*Records supplied*:
====================
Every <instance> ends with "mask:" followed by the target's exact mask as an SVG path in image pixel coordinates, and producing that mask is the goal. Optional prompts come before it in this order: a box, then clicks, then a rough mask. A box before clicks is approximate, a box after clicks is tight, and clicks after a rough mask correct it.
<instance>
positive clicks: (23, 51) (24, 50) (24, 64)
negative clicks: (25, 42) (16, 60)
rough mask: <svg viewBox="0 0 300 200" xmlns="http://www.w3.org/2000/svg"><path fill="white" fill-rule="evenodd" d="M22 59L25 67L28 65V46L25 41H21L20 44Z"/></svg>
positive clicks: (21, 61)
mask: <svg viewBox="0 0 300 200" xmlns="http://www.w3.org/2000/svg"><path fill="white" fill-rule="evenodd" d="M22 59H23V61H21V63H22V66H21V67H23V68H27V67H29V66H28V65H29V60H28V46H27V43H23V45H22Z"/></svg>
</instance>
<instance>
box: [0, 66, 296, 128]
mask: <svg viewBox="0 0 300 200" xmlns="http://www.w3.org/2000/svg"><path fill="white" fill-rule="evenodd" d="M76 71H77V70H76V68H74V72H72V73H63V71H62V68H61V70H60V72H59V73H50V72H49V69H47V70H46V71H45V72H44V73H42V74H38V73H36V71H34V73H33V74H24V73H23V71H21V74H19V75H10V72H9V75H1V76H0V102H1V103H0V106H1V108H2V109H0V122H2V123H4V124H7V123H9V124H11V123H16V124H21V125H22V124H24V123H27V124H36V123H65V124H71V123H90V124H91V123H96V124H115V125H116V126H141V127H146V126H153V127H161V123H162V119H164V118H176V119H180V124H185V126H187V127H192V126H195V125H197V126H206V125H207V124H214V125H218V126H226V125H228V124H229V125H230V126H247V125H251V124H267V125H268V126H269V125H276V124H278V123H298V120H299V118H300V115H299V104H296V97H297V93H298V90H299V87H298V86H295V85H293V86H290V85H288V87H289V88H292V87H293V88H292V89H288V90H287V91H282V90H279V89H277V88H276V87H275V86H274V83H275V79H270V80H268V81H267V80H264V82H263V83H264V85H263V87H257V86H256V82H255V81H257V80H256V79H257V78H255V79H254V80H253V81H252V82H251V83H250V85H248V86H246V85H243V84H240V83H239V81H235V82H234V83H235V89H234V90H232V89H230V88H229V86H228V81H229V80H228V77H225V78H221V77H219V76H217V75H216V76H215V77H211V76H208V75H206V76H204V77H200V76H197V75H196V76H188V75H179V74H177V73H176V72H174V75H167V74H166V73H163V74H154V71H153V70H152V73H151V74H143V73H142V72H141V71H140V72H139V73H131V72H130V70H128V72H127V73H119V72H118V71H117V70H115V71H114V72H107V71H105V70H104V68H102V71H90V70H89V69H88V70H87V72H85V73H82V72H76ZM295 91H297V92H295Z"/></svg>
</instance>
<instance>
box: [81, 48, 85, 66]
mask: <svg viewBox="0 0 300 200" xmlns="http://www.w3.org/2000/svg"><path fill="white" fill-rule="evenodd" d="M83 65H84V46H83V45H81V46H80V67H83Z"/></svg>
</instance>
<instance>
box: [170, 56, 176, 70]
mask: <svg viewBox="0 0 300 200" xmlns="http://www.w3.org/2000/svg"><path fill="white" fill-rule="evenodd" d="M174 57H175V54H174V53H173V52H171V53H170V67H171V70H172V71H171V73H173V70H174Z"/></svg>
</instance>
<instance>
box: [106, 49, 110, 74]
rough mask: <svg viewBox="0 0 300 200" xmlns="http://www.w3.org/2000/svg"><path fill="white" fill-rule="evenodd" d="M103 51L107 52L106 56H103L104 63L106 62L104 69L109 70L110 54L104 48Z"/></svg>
====================
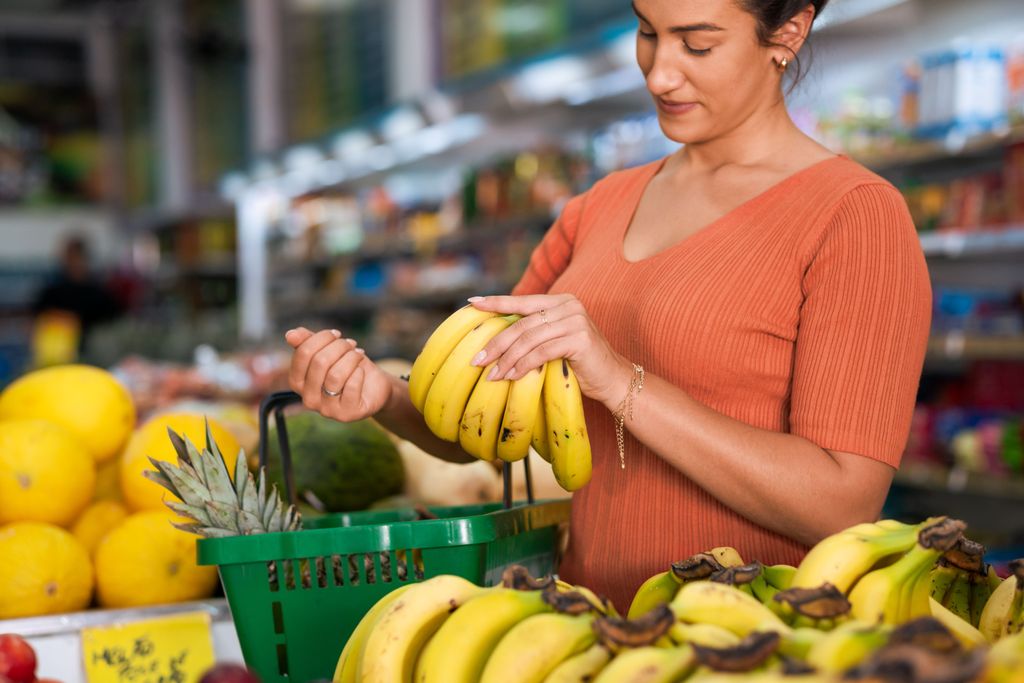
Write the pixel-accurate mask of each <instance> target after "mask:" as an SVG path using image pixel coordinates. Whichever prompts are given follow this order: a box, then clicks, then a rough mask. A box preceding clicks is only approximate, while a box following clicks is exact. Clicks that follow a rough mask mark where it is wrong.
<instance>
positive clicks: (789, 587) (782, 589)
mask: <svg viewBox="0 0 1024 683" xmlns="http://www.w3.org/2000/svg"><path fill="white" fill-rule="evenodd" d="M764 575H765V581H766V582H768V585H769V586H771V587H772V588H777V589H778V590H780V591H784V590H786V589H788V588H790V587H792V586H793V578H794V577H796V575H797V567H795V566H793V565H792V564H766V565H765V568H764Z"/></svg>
====================
*Brief*: From the listing above, copy out each line where the word "that" appears.

*Exercise result*:
Every <instance> ends with "mask:" followed by the target's exact mask as an SVG path in image pixel coordinates, and producing that mask is the goal. Optional prompts come before it in this order: a box, then clicks, then a rough mask. A box before clicks is approximate, a box after clicks is tight, and clicks after a rough mask correct it.
Write the pixel-accurate mask of each <instance> target after "mask:" as an SVG path using image pixel coordinates. Whichever prompts are given follow this order: a box, then clicks, then a rough mask. A box preceding clicks is only approximate, while a box following clicks is exact. Clicks that follow a rough mask mark where it is wrong.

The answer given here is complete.